----- Dataset rows

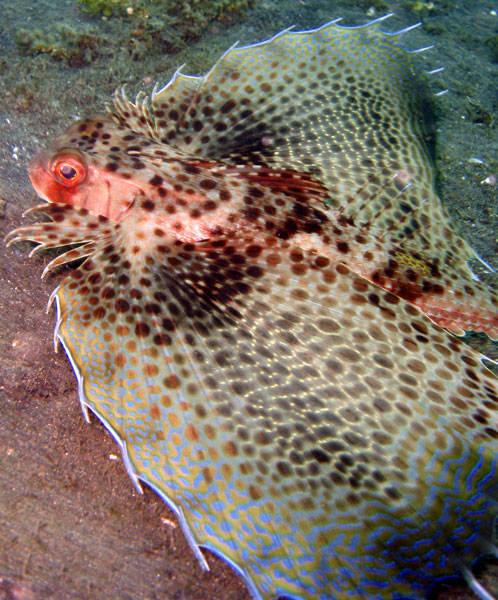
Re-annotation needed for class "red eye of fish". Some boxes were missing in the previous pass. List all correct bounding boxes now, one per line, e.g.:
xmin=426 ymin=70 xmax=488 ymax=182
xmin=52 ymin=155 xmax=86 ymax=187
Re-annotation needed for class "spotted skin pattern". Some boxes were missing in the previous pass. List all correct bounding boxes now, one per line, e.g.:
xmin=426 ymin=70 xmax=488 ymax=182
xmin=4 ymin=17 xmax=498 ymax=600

----------
----- Dataset rows

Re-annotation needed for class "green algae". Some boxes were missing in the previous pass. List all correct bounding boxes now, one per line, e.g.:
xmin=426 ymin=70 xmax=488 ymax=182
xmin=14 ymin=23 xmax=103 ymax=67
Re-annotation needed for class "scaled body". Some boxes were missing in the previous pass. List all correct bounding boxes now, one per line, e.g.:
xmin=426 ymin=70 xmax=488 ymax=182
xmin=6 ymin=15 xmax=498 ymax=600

----------
----- Dataset rows

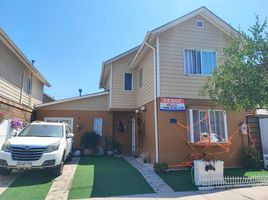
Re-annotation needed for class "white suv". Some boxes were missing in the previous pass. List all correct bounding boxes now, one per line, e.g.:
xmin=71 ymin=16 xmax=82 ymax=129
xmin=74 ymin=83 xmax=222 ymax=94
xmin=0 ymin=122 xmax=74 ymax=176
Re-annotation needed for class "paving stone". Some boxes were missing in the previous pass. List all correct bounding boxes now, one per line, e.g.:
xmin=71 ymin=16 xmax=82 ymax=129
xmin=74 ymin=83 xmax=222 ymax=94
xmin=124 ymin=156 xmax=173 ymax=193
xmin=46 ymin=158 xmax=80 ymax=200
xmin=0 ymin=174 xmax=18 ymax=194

----------

▸ Task instructions: Pick out every line of the records above that contains the string "scaled", and copy each one. Case counts.

▸ Reply:
Re-annotation needed for class "scaled body". Some boxes were missing in the previous pass. List all correct bounding boxes now, one per line, e.g.:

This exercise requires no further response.